§ **Task to complete**
Beginning at the line containing "coyote head, which" and continuing to the end of the records below, give each line again exactly as it stands, and only those lines.

§ **Data provided**
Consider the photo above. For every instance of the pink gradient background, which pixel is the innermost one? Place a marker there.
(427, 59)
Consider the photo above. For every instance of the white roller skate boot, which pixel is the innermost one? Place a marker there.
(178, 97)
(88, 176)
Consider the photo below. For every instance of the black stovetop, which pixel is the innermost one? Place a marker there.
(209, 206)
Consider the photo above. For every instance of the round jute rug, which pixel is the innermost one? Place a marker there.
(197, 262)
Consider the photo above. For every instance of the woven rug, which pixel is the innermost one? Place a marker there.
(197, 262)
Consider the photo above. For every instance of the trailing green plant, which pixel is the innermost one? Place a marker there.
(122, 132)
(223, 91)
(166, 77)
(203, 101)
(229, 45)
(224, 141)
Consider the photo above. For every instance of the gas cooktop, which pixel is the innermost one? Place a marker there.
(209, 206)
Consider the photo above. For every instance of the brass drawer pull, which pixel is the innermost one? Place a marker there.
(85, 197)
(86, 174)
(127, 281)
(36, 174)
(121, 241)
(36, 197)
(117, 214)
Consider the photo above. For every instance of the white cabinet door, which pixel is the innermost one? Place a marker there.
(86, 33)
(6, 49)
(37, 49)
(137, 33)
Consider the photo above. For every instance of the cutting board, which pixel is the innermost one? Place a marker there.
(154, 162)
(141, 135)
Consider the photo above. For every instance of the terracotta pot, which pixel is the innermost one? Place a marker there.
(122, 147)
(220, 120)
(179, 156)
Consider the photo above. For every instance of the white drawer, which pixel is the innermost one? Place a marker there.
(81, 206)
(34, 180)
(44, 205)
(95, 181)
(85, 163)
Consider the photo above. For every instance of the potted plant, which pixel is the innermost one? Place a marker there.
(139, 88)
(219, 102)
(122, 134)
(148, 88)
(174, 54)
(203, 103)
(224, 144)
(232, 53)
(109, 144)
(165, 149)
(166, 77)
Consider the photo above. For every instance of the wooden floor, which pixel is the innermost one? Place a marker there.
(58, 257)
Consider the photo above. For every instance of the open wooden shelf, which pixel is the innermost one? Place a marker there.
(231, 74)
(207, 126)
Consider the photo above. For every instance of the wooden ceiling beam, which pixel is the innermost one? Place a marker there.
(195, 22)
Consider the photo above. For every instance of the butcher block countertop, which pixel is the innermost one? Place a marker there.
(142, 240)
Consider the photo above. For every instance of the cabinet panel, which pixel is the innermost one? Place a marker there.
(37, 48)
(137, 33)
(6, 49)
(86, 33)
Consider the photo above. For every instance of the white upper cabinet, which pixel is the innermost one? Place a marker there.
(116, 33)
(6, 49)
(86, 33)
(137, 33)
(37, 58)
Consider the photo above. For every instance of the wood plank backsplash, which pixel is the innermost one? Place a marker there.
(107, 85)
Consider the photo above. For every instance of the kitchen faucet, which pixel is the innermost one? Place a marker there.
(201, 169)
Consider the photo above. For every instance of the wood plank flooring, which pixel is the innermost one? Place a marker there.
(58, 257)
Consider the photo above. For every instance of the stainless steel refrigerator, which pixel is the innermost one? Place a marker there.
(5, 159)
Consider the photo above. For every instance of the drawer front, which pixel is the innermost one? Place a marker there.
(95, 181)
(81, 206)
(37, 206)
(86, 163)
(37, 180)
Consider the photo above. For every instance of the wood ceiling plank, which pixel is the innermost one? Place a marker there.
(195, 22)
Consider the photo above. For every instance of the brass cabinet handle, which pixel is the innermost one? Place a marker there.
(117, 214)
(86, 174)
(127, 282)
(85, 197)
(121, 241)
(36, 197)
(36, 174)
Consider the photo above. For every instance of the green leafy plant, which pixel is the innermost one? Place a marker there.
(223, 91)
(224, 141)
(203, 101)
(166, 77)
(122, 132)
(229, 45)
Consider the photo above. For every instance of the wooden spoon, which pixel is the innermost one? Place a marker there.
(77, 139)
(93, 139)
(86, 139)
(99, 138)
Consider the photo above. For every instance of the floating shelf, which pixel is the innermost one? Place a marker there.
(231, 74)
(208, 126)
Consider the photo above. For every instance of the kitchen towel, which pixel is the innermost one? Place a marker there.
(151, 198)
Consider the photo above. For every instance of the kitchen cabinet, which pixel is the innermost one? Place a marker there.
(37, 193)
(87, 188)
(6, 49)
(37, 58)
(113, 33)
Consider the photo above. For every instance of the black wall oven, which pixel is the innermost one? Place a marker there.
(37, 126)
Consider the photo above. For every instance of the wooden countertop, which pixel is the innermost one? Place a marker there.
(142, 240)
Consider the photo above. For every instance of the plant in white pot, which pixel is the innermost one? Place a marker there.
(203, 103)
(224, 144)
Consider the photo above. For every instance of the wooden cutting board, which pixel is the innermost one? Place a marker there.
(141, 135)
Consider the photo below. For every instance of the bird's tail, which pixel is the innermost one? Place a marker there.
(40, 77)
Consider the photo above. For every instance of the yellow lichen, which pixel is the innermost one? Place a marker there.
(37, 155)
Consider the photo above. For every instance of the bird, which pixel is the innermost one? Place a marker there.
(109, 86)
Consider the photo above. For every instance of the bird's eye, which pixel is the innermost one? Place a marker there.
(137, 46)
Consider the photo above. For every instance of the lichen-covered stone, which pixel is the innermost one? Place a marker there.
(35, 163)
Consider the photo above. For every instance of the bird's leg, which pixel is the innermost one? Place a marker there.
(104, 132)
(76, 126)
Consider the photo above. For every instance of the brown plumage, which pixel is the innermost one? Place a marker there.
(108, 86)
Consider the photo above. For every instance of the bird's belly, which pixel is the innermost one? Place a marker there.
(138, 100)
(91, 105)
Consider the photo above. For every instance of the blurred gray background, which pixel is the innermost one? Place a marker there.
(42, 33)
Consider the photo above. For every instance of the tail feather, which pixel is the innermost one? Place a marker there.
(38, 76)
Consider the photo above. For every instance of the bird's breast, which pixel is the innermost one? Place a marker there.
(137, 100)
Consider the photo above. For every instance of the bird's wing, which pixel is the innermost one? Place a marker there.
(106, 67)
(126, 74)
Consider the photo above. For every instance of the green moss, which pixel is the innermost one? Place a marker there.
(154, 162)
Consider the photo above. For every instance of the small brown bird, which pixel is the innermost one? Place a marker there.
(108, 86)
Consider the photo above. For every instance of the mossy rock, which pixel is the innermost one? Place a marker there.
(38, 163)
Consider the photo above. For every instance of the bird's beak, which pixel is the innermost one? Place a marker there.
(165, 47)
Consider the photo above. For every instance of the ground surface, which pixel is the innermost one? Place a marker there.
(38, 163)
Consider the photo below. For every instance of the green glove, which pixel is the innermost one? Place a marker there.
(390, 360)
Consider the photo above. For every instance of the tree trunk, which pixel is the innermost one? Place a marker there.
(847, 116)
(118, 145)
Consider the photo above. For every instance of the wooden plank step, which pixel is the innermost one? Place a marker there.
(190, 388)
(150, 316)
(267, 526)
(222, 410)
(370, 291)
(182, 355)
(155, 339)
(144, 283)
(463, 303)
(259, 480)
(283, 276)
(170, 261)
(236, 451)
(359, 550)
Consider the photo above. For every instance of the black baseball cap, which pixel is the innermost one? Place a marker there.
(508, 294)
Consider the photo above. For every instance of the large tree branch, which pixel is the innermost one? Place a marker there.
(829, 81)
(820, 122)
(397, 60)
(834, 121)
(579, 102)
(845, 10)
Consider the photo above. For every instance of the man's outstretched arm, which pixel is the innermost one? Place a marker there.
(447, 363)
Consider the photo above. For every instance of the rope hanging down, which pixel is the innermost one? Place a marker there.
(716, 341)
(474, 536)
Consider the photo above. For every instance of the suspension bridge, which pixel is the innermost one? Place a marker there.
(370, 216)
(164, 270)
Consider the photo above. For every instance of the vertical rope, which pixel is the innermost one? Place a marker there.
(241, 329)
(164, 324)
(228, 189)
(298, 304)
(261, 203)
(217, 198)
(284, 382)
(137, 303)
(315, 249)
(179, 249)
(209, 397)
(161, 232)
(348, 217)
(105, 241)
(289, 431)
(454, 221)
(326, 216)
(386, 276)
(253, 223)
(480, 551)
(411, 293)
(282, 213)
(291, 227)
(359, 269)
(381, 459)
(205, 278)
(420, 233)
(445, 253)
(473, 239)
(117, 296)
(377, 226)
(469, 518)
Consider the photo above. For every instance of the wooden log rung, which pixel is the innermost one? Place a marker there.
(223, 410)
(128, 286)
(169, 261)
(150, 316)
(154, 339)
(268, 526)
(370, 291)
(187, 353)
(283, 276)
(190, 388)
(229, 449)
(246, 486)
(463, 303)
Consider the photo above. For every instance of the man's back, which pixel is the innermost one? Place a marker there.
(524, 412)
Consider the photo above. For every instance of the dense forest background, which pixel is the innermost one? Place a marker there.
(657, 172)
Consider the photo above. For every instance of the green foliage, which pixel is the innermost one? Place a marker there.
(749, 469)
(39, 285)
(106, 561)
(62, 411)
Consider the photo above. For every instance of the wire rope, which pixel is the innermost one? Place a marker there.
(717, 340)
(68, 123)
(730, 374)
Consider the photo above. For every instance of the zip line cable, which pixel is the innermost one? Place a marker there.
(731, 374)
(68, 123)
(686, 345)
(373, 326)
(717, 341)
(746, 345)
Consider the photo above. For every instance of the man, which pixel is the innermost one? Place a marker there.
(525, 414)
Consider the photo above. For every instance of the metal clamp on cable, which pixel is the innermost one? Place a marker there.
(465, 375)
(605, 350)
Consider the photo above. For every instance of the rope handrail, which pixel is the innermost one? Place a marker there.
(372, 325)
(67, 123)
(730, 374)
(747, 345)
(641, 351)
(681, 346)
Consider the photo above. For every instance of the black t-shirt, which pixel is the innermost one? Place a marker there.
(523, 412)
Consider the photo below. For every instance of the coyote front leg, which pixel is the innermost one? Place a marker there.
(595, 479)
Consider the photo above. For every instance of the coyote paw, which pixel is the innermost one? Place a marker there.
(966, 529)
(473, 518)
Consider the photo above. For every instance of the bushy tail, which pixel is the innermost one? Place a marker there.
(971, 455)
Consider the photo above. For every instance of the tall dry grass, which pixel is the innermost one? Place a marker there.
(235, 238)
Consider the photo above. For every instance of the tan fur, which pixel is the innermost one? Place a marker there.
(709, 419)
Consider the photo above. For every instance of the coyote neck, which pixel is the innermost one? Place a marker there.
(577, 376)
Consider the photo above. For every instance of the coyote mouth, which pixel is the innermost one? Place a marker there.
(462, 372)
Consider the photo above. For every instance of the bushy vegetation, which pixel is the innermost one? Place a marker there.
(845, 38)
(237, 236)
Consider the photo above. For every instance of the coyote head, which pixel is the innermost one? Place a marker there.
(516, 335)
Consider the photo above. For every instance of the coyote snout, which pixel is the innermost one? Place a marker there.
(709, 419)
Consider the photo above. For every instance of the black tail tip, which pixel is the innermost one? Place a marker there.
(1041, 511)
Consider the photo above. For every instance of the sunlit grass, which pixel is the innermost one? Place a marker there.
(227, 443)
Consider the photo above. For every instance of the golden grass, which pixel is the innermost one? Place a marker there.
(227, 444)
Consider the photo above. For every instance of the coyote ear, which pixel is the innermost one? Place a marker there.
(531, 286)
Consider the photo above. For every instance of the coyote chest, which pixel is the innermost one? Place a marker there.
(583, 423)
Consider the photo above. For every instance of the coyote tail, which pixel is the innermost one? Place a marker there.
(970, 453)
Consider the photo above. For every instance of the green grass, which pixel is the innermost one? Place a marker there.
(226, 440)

§ **Final result**
Consider the photo above. For every instance of the coyote head, which pixel is the innermost one? Place a marker there.
(516, 335)
Consider the photo above. For every instance of the coyote snout, which pixel is the innermost one? Place a marker there.
(709, 419)
Consider the photo above. For every instance of the black tail tip, which pixel is the innermost one? Place a marker there.
(1041, 511)
Consider the photo above. For every instance of the sunlit grass, which pixel is the innermost one? Place a marker there.
(227, 443)
Consider the photo above. For every instance of the golden grass, which pixel is the innermost one? Place a marker there.
(227, 444)
Consider the photo above. For every instance of the coyote ear, which pixel is the innermost one? Place a marker there.
(531, 286)
Consider the photo above. For every instance of the coyote chest, which pixel is the innermost one? Place a marker there.
(583, 423)
Consider the photo above. For every instance of the coyote tail, which pixel is the innermost one? Place a marker there.
(970, 453)
Consider the photo above. For every instance of the green grass, which pixel is the innermost one? Place a marker there.
(226, 440)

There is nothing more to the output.